PROVIDED MATERIAL:
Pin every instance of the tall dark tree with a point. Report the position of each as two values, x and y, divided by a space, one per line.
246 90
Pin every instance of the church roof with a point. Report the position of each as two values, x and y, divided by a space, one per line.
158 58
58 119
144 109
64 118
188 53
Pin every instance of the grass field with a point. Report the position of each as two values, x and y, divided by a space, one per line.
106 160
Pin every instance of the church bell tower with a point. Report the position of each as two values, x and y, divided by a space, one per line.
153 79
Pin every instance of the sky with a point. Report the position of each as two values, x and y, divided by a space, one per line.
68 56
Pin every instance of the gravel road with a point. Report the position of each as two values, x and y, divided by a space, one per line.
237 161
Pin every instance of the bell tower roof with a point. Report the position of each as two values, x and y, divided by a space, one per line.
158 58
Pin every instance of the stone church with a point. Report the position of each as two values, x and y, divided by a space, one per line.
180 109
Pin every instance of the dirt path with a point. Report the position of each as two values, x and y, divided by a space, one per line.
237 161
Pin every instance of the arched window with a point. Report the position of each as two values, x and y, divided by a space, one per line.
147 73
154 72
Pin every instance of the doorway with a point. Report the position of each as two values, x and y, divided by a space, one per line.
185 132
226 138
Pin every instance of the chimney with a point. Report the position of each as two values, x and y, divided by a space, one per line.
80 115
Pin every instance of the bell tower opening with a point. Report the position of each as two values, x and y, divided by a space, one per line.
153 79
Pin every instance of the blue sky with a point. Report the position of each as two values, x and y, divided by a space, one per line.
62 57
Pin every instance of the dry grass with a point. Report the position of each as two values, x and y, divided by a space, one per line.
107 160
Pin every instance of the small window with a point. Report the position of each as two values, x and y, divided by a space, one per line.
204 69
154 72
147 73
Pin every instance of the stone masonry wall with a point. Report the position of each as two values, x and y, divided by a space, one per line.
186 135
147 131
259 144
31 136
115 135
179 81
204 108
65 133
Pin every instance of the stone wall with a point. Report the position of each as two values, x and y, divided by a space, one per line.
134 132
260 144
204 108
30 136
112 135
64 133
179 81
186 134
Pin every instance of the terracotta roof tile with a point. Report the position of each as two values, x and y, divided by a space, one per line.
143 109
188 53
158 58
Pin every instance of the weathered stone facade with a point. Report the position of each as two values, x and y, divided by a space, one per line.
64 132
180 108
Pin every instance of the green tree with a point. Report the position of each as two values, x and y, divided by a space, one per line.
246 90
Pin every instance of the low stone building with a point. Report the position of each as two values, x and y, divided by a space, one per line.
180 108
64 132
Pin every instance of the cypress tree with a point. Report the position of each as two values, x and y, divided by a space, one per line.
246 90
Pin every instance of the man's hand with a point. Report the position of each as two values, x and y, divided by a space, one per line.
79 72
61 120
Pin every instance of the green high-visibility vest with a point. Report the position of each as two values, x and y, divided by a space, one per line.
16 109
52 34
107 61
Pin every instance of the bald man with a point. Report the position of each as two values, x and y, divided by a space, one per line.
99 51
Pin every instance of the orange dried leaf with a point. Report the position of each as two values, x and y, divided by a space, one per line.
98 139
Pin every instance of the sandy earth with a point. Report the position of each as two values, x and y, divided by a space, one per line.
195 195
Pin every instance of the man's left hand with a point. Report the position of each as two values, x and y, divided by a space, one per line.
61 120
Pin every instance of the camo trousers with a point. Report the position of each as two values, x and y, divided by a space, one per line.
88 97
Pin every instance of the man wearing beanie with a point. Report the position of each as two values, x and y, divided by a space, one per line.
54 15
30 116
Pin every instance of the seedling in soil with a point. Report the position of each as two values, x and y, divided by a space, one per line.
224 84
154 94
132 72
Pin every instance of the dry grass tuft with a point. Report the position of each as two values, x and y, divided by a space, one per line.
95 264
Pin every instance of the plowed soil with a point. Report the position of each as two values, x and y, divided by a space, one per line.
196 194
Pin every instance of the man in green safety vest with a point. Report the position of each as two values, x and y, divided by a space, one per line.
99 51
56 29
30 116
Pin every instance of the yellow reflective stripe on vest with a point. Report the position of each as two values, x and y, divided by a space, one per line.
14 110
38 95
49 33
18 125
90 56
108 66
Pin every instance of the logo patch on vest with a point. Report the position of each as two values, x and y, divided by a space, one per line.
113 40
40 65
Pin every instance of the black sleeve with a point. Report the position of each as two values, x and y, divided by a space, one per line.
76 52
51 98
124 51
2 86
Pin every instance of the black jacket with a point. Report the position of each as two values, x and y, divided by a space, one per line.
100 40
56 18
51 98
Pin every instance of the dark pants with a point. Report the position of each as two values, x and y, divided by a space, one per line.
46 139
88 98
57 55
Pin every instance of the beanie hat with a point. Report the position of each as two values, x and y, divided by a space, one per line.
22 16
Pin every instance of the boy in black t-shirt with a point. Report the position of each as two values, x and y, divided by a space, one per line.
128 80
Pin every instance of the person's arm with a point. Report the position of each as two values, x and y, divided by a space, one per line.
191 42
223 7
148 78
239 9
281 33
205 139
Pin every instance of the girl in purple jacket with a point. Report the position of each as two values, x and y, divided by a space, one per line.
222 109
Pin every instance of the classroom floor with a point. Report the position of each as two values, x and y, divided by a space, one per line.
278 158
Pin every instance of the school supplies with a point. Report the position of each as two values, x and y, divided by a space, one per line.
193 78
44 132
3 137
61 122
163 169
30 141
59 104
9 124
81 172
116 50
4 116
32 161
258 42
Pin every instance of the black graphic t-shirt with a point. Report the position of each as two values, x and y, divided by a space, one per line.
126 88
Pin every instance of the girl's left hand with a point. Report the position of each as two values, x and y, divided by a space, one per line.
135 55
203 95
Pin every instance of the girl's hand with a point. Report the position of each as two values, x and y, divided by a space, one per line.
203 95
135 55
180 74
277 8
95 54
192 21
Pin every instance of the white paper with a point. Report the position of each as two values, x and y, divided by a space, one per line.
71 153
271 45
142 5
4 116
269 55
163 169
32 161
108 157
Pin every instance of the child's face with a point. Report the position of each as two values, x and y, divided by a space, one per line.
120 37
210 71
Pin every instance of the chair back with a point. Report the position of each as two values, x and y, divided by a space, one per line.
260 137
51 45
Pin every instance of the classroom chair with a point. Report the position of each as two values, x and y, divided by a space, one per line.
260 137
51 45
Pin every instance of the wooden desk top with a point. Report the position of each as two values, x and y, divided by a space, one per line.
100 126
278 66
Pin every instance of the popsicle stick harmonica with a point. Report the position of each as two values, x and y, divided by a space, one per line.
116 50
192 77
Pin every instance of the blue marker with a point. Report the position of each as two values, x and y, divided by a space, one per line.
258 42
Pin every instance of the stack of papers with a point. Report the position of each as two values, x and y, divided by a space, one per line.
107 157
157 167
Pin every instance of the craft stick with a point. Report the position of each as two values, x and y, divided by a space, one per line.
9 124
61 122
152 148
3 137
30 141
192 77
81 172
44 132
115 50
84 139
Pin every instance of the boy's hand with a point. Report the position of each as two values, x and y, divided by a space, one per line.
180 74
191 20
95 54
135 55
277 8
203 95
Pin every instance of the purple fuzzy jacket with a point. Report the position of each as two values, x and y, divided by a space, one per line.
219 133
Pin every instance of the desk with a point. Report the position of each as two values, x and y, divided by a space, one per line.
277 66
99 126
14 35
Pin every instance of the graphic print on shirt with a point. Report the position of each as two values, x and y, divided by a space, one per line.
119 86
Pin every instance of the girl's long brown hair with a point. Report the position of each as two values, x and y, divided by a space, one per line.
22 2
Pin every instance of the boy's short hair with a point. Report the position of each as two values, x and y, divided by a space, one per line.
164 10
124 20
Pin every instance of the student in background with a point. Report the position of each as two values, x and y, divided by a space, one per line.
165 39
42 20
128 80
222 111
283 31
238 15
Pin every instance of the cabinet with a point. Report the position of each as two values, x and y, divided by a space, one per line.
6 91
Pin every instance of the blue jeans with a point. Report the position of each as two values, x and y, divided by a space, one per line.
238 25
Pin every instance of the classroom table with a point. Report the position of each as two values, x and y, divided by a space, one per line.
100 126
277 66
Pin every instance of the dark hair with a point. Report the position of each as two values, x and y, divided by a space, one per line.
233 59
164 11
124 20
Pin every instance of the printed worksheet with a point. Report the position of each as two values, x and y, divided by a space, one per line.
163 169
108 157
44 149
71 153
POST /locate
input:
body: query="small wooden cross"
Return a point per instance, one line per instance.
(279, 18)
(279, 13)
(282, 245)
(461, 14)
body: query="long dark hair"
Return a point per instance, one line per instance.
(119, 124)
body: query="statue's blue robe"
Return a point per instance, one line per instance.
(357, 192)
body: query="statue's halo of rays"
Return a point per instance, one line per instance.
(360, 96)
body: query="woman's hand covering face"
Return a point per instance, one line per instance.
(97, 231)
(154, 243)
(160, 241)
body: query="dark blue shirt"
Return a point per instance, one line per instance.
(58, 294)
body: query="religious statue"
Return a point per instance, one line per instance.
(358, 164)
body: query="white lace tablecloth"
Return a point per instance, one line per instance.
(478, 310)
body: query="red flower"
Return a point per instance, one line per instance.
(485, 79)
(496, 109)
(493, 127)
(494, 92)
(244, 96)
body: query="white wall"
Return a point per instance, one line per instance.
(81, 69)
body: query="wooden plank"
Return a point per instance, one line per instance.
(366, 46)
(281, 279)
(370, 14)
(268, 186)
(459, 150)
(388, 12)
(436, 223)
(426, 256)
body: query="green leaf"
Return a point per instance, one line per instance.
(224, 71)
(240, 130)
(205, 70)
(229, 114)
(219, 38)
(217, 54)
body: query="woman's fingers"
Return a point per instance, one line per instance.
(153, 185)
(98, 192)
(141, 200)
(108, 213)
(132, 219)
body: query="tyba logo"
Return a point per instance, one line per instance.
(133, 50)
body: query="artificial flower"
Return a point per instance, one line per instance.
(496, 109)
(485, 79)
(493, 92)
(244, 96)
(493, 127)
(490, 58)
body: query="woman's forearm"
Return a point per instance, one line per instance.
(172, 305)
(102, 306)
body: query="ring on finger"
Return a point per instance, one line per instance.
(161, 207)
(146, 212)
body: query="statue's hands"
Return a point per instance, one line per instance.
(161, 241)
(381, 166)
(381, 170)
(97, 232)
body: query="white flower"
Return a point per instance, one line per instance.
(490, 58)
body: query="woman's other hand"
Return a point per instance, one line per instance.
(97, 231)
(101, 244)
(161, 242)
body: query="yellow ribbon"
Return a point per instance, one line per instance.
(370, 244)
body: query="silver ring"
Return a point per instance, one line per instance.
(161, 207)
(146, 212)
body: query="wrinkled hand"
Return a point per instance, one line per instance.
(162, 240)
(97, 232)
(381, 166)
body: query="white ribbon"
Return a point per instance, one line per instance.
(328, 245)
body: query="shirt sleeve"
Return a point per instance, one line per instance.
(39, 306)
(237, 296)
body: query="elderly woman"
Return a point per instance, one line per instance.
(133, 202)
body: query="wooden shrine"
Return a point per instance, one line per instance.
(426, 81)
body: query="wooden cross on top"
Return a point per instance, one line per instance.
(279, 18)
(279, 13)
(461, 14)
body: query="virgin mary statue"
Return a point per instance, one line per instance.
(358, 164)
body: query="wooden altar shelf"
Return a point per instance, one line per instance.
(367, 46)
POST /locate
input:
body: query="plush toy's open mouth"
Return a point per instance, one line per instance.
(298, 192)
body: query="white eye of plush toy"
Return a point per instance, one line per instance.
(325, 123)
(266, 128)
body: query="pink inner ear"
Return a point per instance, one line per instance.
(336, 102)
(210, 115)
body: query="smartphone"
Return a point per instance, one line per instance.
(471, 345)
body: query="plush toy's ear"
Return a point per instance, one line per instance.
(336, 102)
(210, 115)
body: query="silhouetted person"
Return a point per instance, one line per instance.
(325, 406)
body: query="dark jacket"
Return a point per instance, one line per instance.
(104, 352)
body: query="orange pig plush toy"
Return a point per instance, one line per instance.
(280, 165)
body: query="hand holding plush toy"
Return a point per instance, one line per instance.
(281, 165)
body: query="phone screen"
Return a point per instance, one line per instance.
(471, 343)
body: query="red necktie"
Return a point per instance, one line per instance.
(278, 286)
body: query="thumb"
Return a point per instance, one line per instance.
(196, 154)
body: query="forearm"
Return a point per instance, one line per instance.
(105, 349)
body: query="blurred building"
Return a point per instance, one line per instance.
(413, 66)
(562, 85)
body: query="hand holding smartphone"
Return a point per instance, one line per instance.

INSTRUCTIONS TO FOLLOW: Locate every line in the records above that contains the string "smartphone" and copy each one in full, treating uppercase and lowercase as different.

OUTPUT FOR THIS EXERCISE:
body: query="smartphone"
body: query="hand holding smartphone"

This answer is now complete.